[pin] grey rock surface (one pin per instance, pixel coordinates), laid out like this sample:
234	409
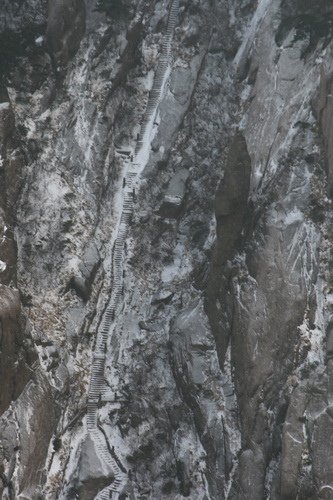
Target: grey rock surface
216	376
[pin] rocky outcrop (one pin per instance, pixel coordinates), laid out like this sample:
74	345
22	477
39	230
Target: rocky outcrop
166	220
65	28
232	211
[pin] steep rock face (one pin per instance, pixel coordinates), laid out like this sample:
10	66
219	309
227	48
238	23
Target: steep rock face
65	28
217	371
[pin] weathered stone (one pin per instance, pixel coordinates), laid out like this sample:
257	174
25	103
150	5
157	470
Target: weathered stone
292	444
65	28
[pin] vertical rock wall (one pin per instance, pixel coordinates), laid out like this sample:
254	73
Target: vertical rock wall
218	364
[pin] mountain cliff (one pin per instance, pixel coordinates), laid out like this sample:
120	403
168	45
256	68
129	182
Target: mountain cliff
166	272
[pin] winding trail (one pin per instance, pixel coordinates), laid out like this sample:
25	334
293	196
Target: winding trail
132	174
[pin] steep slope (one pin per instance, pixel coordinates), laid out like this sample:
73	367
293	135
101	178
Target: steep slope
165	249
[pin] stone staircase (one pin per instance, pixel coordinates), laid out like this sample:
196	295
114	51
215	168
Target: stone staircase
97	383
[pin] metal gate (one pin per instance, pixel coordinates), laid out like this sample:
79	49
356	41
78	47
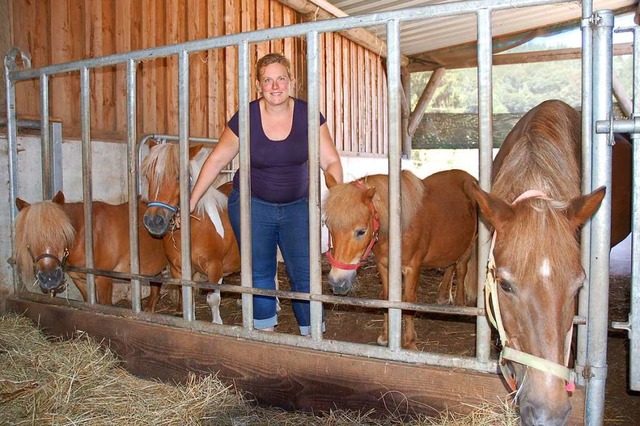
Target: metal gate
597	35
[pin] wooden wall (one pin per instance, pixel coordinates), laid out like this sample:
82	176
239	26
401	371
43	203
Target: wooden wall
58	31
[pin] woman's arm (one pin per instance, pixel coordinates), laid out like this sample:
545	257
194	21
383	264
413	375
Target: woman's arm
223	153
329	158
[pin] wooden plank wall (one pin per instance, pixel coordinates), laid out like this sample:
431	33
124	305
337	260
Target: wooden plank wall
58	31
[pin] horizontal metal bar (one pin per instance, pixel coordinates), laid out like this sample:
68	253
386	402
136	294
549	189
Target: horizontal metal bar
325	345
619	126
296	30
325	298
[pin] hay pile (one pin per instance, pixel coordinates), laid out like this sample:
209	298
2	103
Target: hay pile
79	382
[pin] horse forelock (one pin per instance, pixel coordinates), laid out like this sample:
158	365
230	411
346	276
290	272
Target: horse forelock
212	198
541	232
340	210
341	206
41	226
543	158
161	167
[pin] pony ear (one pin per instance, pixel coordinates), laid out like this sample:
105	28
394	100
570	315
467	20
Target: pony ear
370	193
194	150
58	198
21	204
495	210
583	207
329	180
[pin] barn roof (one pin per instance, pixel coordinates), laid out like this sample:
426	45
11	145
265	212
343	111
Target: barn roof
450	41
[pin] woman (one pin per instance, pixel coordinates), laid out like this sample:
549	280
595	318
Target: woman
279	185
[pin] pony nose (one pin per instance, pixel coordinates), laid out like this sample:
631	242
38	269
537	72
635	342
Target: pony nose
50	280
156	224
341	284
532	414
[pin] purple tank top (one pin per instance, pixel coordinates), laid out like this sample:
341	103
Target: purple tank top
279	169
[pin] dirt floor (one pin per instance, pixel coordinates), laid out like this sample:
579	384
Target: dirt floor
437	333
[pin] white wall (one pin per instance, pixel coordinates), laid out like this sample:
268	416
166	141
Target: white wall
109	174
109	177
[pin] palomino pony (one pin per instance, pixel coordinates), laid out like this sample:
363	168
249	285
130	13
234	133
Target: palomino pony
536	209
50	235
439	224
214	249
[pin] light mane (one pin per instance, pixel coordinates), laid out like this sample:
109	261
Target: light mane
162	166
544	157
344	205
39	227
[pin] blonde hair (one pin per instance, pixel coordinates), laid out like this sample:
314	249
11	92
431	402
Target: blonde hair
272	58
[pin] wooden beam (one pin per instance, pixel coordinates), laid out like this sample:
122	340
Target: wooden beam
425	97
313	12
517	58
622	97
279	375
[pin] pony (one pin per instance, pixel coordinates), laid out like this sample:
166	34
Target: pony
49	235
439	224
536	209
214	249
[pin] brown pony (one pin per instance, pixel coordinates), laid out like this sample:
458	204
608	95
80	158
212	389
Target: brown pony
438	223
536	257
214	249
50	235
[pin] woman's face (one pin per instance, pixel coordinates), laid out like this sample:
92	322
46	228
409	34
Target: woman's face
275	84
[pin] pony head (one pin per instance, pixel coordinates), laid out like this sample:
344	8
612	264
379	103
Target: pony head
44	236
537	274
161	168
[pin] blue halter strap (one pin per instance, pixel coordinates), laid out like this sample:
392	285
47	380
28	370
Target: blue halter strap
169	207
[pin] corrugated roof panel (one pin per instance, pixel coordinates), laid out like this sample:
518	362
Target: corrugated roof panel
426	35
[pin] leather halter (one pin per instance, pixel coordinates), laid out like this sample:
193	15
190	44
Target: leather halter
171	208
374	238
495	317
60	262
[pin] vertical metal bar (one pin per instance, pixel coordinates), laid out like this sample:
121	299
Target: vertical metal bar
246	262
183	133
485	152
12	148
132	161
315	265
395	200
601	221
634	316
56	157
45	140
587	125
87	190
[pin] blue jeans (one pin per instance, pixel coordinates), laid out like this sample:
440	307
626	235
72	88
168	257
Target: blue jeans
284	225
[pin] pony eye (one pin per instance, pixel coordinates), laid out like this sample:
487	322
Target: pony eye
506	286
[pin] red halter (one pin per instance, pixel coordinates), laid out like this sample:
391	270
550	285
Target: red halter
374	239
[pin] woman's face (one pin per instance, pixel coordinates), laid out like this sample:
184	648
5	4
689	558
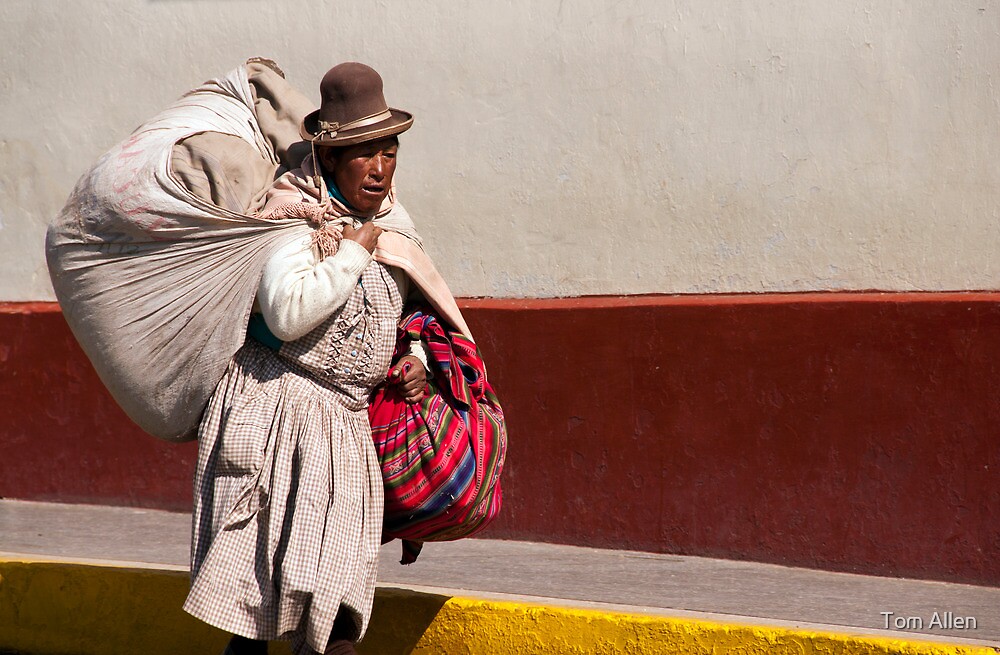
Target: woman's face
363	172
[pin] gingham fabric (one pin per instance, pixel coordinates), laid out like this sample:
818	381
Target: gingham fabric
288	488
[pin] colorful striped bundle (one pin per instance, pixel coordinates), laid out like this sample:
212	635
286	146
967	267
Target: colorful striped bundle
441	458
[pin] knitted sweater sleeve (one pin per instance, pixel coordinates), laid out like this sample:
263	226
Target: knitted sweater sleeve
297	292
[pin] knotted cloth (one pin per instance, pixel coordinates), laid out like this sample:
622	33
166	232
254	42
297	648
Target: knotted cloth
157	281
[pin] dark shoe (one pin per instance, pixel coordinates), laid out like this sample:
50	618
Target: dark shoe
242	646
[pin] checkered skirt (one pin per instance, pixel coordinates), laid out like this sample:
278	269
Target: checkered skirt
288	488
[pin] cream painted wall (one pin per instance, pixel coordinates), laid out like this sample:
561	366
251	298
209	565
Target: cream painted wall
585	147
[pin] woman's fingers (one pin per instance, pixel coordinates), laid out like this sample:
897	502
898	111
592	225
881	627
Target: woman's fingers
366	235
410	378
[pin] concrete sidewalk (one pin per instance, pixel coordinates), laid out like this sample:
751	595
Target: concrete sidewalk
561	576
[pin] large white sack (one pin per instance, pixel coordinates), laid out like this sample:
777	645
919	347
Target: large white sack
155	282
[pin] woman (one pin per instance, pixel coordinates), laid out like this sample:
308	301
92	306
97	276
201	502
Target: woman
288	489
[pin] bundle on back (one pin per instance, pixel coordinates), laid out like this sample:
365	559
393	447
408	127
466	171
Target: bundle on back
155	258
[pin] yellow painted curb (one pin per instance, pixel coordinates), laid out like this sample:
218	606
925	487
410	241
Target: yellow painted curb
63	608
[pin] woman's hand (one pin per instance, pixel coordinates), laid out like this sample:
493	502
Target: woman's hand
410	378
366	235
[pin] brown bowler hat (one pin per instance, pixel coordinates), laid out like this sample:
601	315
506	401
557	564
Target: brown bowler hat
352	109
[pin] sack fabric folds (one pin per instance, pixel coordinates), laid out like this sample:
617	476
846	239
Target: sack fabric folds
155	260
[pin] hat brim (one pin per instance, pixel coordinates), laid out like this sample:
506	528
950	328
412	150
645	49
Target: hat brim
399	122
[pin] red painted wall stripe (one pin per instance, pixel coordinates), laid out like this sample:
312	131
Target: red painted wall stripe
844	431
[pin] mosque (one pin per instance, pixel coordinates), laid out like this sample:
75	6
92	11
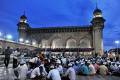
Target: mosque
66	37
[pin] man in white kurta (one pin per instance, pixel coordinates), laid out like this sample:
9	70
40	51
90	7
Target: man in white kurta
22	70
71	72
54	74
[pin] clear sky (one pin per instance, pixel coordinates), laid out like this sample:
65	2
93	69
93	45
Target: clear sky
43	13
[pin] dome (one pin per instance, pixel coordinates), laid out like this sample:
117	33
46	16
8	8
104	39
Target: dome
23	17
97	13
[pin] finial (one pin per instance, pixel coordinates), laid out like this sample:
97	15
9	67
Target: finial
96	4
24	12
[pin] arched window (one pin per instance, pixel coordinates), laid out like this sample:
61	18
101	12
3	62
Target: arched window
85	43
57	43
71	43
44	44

□ □ □

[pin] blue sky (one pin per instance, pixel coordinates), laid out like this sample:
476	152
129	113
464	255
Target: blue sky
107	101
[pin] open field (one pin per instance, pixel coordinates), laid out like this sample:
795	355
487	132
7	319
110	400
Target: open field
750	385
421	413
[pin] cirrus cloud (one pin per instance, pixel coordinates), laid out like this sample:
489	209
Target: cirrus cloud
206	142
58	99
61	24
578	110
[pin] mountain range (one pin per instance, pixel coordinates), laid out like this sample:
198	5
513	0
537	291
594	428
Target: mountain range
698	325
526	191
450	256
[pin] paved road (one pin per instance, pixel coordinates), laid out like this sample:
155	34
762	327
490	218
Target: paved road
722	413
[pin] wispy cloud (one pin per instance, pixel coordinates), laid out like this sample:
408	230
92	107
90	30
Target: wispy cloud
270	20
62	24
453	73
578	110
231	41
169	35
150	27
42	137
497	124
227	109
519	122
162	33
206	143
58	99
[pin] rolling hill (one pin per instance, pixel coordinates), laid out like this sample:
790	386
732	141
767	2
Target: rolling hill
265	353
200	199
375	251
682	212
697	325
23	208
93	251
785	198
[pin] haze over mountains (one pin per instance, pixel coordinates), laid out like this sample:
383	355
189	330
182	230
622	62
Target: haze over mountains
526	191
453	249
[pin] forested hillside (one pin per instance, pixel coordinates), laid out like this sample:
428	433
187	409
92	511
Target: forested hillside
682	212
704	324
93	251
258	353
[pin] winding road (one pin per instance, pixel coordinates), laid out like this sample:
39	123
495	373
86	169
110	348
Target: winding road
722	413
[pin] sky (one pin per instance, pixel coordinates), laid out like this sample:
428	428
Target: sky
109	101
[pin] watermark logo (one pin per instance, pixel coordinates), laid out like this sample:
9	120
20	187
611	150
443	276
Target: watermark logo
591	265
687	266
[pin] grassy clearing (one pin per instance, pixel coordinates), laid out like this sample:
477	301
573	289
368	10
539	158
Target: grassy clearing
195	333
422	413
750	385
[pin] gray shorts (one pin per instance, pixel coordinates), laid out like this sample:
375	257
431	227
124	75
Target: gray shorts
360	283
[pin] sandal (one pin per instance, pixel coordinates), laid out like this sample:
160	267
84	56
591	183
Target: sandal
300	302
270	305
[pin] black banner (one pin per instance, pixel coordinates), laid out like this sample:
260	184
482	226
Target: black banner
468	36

□ □ □

PROBLEM STATEMENT: Pull out every line in the items above that contains the string "skirt", matching case exactly.

ANSWER FOR THIS EXERCISE:
[pin] checkered skirt (one pin per instance, pixel coordinates), laid out like this sample:
Target: checkered skirt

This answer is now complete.